Task:
Rewrite the stretch of records from the line containing "detect man's ear | output bbox" through the line containing "[0,122,845,631]", replacing "output bbox" with "return bounding box" and leaving everything else unchanged. Omit the pictures from your answer.

Data shown:

——

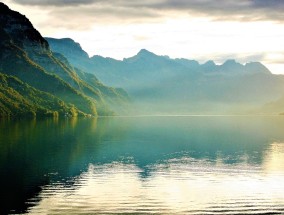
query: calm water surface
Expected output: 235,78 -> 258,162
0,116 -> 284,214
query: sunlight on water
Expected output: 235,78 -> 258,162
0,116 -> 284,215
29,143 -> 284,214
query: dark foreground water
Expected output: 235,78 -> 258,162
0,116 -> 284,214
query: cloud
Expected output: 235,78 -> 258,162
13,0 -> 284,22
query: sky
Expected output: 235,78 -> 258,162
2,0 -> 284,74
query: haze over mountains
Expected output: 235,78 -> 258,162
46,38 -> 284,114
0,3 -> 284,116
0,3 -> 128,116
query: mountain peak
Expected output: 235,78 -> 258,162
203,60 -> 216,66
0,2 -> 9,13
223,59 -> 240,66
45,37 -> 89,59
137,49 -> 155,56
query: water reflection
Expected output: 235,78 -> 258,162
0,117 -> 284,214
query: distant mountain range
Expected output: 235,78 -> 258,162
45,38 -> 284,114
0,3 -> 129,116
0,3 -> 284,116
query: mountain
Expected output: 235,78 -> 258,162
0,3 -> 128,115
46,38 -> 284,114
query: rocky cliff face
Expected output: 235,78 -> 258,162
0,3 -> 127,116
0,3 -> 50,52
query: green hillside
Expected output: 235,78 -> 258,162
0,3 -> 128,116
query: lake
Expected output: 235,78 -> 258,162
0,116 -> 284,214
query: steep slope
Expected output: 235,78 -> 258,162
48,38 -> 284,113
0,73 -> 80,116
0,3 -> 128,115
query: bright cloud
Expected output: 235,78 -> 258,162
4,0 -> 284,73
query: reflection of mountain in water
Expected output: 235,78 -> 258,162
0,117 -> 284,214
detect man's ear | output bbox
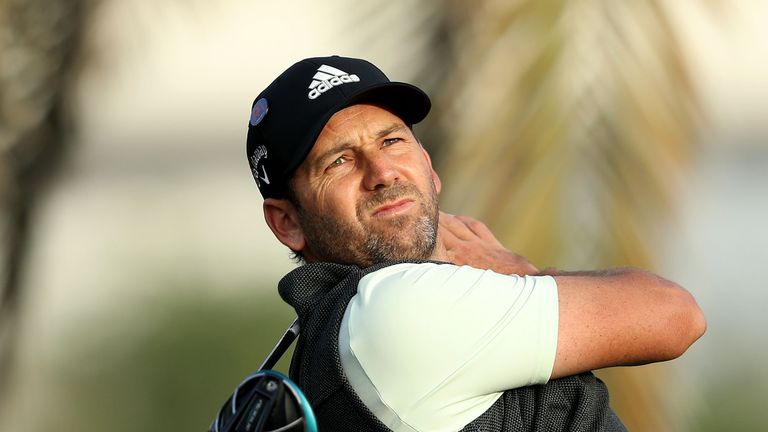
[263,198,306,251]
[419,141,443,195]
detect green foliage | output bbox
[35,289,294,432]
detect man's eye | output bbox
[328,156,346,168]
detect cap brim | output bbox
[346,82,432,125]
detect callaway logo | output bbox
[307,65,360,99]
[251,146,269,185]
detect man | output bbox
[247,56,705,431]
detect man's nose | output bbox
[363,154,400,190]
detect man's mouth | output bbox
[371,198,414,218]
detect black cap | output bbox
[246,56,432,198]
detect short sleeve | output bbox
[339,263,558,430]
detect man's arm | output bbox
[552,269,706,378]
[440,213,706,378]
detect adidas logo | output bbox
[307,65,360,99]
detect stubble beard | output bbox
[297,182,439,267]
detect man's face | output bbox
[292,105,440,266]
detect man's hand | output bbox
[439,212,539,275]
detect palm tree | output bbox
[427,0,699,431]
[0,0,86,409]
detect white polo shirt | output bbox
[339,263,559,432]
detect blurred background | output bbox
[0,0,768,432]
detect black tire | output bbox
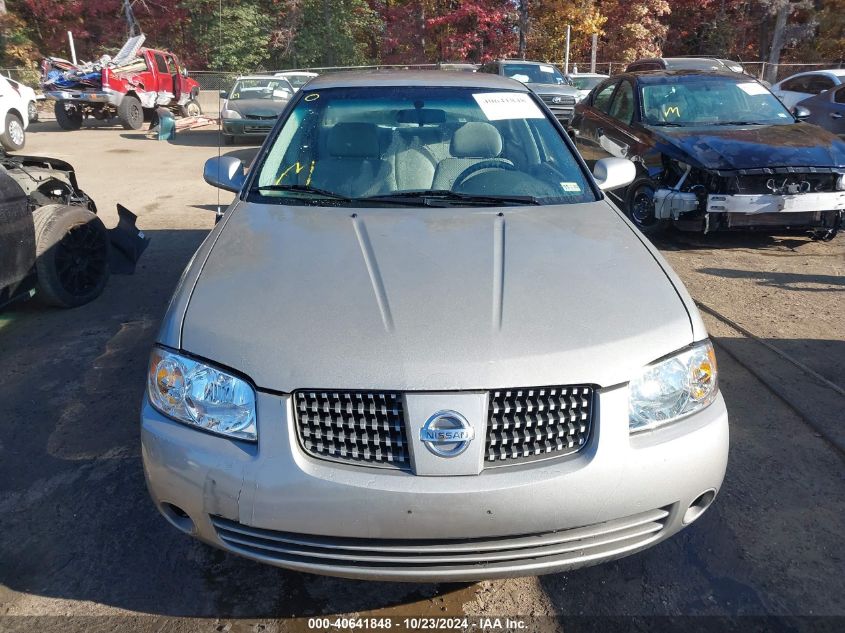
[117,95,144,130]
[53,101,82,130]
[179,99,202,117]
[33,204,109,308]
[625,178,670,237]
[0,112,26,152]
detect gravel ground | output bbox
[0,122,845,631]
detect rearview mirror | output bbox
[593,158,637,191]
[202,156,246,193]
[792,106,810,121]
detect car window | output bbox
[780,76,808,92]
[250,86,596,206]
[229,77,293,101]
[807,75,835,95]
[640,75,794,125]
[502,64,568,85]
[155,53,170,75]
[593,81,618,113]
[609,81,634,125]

——

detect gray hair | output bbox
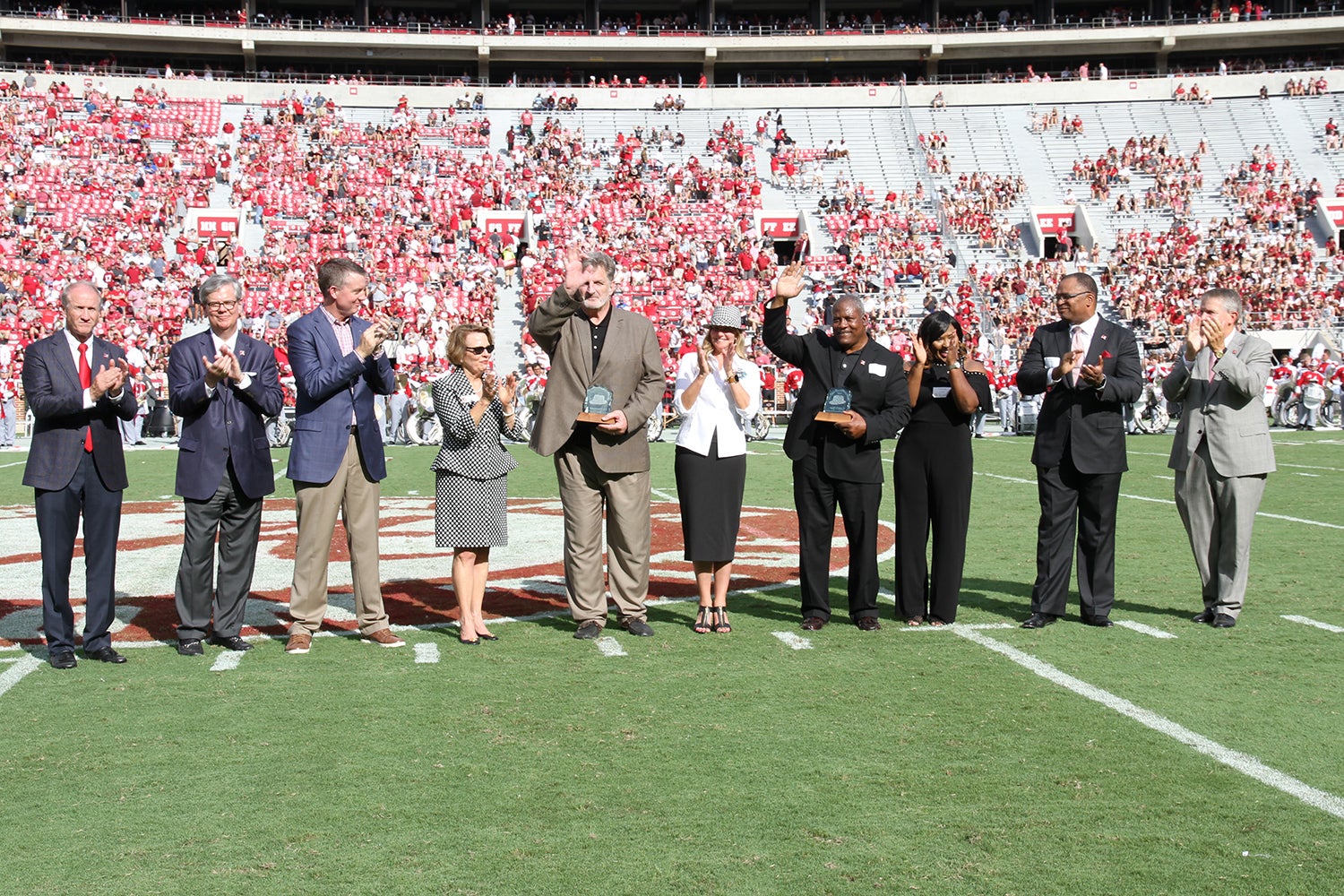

——

Expected answer:
detect man's ear | return bounding box
[263,198,306,251]
[419,141,443,195]
detect green foliage | return bounding box
[35,289,294,432]
detect man's eye | return bounding box
[328,156,346,168]
detect cap brim | return bounding box
[346,82,432,125]
detect callaway logo | return bounding box
[307,65,360,99]
[251,146,269,185]
detect man | return bounding box
[247,56,705,431]
detect man's nose | return bounding box
[363,154,400,190]
detect man's mouth | return bounding box
[371,198,414,218]
detect black cap | return bounding box
[246,56,432,198]
detect short sleeve | return bounding box
[339,263,558,430]
detect man's arm | return bounding box
[552,269,706,378]
[440,213,706,378]
detect adidas logo | return bounding box
[307,65,360,99]
detect stubble beard | return bounding box
[297,182,439,267]
detect man's face | return bounding box
[292,105,440,266]
detect man's hand | return bounding box
[439,212,539,275]
detect palm tree | return bounding box
[427,0,699,431]
[0,0,86,409]
detect white polo shirt | return bounding box
[339,263,559,432]
detect blurred background | return bounding box
[0,0,768,432]
detect black tire | return bounding box
[117,95,144,130]
[53,101,82,130]
[179,99,202,117]
[33,204,109,308]
[625,178,670,237]
[0,112,26,152]
detect gravel ground | return bounding box
[0,122,845,631]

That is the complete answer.